:: UDOSTĘPNIONY TEKST ::
━━━━━━━━━━━━━━━━━━━━
Pisałem niedawno o tym, że w Wałbrzychu i okolicach powstaje właśnie ekranizacja powieści Joanny Bator „Ciemno, prawie noc” w reżyserii Borysa Lankosza.
Scenariusz
filmu „Ciemno, prawie noc” to wspólne dzieło Magdaleny Lankosz i Borysa
Lankosza, które łączy elektryzującą historię kryminalną z elementami kina
grozy. Niektóre sceny do filmu realizowane były na wałbrzyskim Sobięcinie, ale
także w podziemiach głuszyckiej Osówki. Joanna Bator powróciła na jakiś czas do
Wałbrzycha, by czuwać osobiście nad ekranizacją swojej powieści. Ekranizacja
powieści Joanny Bator trafi do kin w styczniu 2019 roku.
Okazuje się, że Wałbrzych będzie miał swój film, tak
jak ma swoje znakomite powieściopisarki
- wcześniej Olgę Tokarczuk, potem
Joannę Bator, obie z nagrodami „Nike”. To wszystko dzieje się w ostatnich
latach w kulturze jakby na przekór lansowanej wcześniej w mediach opinii o
Wałbrzychu jako mieście nędzy i grozy, na krawędzi upadku, po likwidacji kopalń
węgla kamiennego.
Wałbrzych stał się głośny na całym świecie, kiedy
gruchnęła wieść o poszukiwaniach „złotego pociągu”. Pociągu nie udało się
odnaleźć, ale „złota passa” dla turystycznej promocji „Książa” i samego
Wałbrzycha trwa.
Ale nie o Wałbrzychu chcę dziś opowiedzieć, bo
okazuje się, że mamy urodzaj na podobne niespodzianki poza Wałbrzychem, tam
gdzie nikt by się nie spodziewał.
Coś
się dzieje szczególnie ważnego w naszej około wałbrzyskiej kulturze, ale my
traktujemy to jako rzecz normalną. Nie dziwi nas, że maleńki Krajanów utopiony
w górskich czeluściach, gdzieś tam na krańcach ziemi noworudzkiej, staje się nagle oczkiem w głowie tysięcy
kinomanów krajowych i zagranicznych, a zaś Walim, ongiś pulsujące życiem
włókiennicze osiedle, dziś z trudem budujący fundamenty dla rozwoju turystyki i
wypoczynku, odbija się głośnym echem w krajowych mediach po sukcesach w
międzynarodowych konkursach w Chicago i Cannes.
━━━━━━━━━━━━━━━━━━━━
:: ZAPISANE DANE ::
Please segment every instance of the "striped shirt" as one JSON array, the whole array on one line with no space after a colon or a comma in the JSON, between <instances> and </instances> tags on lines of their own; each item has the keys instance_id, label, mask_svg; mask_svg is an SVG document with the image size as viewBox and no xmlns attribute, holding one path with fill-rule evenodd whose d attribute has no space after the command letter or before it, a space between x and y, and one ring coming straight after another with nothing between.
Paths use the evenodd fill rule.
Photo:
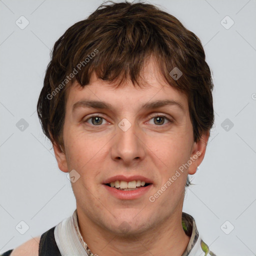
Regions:
<instances>
[{"instance_id":1,"label":"striped shirt","mask_svg":"<svg viewBox=\"0 0 256 256\"><path fill-rule=\"evenodd\" d=\"M216 256L199 235L196 222L190 215L182 212L182 226L190 240L182 256ZM56 226L54 230L56 244L62 256L97 256L88 248L80 233L78 222L77 210L72 216L64 220ZM203 255L203 254L202 254Z\"/></svg>"}]
</instances>

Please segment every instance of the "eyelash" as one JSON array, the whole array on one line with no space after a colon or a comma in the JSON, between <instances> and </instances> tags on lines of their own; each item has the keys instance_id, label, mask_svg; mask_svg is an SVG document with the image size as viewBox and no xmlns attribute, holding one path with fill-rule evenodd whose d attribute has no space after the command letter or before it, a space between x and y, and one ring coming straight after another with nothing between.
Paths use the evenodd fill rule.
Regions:
<instances>
[{"instance_id":1,"label":"eyelash","mask_svg":"<svg viewBox=\"0 0 256 256\"><path fill-rule=\"evenodd\" d=\"M98 114L97 114L97 115L92 116L90 116L89 118L88 118L88 119L86 119L86 120L85 120L84 121L84 122L87 122L87 121L88 121L88 120L90 120L90 119L92 118L96 118L96 117L97 117L97 118L102 118L102 119L105 120L105 118L104 118L103 116L100 116L100 115L98 115ZM160 115L160 114L154 114L154 115L152 115L152 116L150 116L150 120L151 120L152 118L158 118L158 117L164 118L166 119L168 121L169 121L169 124L172 124L172 123L174 122L173 122L172 120L170 120L169 118L168 118L166 116L164 116L164 115ZM160 125L160 126L157 126L156 124L156 126L164 126L164 125L168 125L168 124L162 124L162 125ZM90 126L94 126L94 127L96 127L96 126L102 126L102 125L100 124L100 125L98 125L98 126L94 126L94 124L90 124Z\"/></svg>"}]
</instances>

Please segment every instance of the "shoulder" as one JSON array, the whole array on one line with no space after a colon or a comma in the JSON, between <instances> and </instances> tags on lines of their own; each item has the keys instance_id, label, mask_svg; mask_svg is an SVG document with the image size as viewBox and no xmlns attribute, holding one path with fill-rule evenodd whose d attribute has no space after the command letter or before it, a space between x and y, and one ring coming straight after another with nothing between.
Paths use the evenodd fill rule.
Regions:
<instances>
[{"instance_id":1,"label":"shoulder","mask_svg":"<svg viewBox=\"0 0 256 256\"><path fill-rule=\"evenodd\" d=\"M40 236L32 238L15 248L10 256L38 256L40 237Z\"/></svg>"}]
</instances>

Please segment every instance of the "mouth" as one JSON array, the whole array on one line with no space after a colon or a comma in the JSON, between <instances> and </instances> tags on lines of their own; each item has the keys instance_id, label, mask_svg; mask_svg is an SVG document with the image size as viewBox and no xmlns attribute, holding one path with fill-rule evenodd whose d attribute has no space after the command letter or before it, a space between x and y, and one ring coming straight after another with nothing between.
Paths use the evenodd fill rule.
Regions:
<instances>
[{"instance_id":1,"label":"mouth","mask_svg":"<svg viewBox=\"0 0 256 256\"><path fill-rule=\"evenodd\" d=\"M133 184L129 185L129 184L126 184L124 183L126 182L120 182L119 180L118 180L117 182L115 182L107 183L104 184L110 188L116 188L116 190L120 190L122 191L130 191L138 190L139 188L148 186L152 184L152 183L146 183L144 182L140 182L140 180L136 181L136 185L135 185L134 182ZM126 183L127 184L130 182ZM132 188L130 188L130 186L132 186Z\"/></svg>"}]
</instances>

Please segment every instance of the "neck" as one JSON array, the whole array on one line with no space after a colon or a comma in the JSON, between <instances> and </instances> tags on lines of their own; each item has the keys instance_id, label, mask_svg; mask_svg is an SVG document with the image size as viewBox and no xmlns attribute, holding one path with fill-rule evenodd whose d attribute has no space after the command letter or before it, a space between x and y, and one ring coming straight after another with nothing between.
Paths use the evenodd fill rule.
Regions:
<instances>
[{"instance_id":1,"label":"neck","mask_svg":"<svg viewBox=\"0 0 256 256\"><path fill-rule=\"evenodd\" d=\"M78 207L77 210L84 241L94 255L182 256L190 240L182 225L182 207L181 210L174 212L147 232L128 237L102 228L92 222Z\"/></svg>"}]
</instances>

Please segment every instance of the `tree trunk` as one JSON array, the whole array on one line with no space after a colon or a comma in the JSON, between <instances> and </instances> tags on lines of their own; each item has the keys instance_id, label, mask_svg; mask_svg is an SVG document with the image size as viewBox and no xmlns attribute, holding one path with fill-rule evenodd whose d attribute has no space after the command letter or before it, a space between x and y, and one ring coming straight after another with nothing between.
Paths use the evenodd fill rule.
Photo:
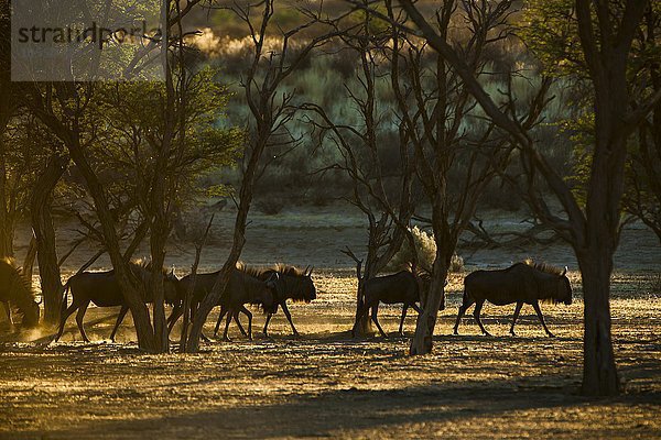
━━━━━━━━━━━━━━━━━━━━
:: TREŚĆ POLECENIA ::
Powtórz słowo w słowo fragment tekstu o Wałbrzychu od słów „Ale nie o Wałbrzychu” do słów „się nie spodziewał.”.

:: WYNIK ĆWICZENIA ::
Ale nie o Wałbrzychu chcę dziś opowiedzieć, bo
okazuje się, że mamy urodzaj na podobne niespodzianki poza Wałbrzychem, tam
gdzie nikt by się nie spodziewał.